■ DOCUMENT EXTRACT

The firm pursues primarily large sized clients across all major industry verticals via a direct sales model.

Zeta’s Market & Competition

According to a market research note by eMarketer, the market for digital ad spending was an estimated $153 billion in 2020 and is forecast to reach $315 billion by 2025.

In 2020, despite the global pandemic, digital ad spending grew by 15.3%.

The note asserts that 2021 saw significantly increased digital advertising growth after a slower than expected 2020, but that future growth rates will decline through 2025.

The chart below shows the report’s forecasted growth trajectory and digital ad spend percentage of total, from 2020 to 2025:

U.S. Digital Ad Spending

U.S. Digital Ad Spending (eMarketer)

Potential competitors include:

  • Google

  • Adobe

  • Yahoo

  • Meta

  • Oracle

  • Skai

  • Amazon

  • Criteo

  • Salesforce

Zeta’s Recent Financial Performance

  • Total revenue by quarter has grown markedly over the past 5 quarters:

Zeta Global Revenue

5 Quarter Total Revenue (Seeking Alpha)

  • Gross profit by quarter has grown but plateaued recently:

Zeta Global Gross Profit

5 Quarter Gross Profit (Seeking Alpha)

Zeta Global Selling, G&A % Of Revenue

5 Quarter Selling, G&A % Of Revenue (Seeking Alpha)

■ QUESTIONS TO ANSWER
1 - Rewrite the part of the text about Zeta starting with "5 Quarter Total" and going on through "Profit (Seeking Alpha)", renaming "Zeta Global" as "Zeta".
2 - Write what comes next in the text about Zeta's market and financial performance, picking up after its final line.
Nothing in the entries that follow has any bearing on the text about Zeta.

■ DATA TO EXAMINE
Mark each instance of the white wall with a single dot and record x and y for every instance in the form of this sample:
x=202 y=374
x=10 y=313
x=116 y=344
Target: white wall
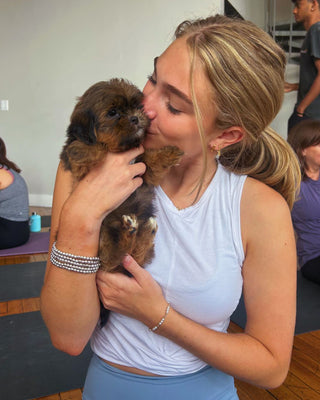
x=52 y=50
...
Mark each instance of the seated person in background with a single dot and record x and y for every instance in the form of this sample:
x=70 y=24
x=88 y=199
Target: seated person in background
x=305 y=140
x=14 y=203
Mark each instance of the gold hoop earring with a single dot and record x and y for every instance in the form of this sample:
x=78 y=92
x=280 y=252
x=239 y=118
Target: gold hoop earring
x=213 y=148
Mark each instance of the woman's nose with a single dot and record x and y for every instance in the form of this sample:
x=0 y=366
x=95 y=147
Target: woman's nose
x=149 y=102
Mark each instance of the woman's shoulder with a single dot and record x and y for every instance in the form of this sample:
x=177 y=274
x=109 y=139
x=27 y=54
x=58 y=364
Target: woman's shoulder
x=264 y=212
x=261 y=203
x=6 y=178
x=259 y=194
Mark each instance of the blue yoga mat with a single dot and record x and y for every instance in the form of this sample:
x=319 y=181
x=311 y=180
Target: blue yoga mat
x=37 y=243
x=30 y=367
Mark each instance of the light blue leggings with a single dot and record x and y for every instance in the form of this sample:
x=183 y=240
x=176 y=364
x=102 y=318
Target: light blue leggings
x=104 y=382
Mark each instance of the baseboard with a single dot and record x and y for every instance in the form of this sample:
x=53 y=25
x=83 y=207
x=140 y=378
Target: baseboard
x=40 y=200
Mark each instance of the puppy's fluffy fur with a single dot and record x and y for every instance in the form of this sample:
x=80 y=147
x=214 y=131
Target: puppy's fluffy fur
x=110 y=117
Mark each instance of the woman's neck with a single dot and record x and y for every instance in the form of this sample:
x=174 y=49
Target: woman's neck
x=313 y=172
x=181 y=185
---
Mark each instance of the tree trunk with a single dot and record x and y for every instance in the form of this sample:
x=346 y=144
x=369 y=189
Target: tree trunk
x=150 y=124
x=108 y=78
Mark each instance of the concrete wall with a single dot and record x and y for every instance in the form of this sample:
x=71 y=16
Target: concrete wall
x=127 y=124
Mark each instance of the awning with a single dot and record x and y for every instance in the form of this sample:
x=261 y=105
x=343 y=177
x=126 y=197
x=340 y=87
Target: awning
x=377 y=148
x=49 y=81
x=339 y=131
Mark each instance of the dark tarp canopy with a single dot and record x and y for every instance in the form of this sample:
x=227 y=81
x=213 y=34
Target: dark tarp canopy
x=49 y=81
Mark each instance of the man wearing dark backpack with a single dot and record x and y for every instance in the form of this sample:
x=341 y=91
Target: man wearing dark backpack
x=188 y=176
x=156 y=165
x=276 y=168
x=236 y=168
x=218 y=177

■ ANSWERS PROVIDED
1 -
5 Quarter Total Revenue (Seeking Alpha)

  • Gross profit by quarter has grown but plateaued recently:

Zeta Gross Profit

5 Quarter Gross Profit (Seeking Alpha)

2 -
  • Operating losses by quarter have remained significant in the past 4 quarters:

Zeta Global Operating Income

5 Quarter Operating Income (Seeking Alpha)

  • Earnings per share (Diluted) have also remained heavily negative:

Zeta Global Earnings Per Share

5 Quarter Earnings Per Share (Seeking Alpha)

In the past 12 months, ZETA’s stock price has fallen 22.4 percent vs. the U.S. S&P 500 index’s drop of around 10.6 percent, as the chart below indicates:

Zeta Global 52 Week Stock Price

52 Week Stock Price (Seeking Alpha)

Valuation Metrics For Zeta

Below is a table of relevant capitalization and valuation figures for the company:

Measure

Amount

Enterprise Value

$993,010,000

Market Capitalization

$913,180,000

Enterprise Value / Sales [TTM]

2.06

Price / Sales [TTM]

1.05

Revenue Growth Rate [TTM]

24.42%

Operating Cash Flow [TTM]

$59,860,000

CapEx Ratio

3.74

Earnings Per Share (Fully Diluted)

-$3.49

(Source – Seeking Alpha)

Commentary On Zeta Global

In its last earnings call (Source – Seeking Alpha), covering Q1 2022’s results, management highlighted the lack of dependency on third party cookies which are being restricted by the major mobile platforms.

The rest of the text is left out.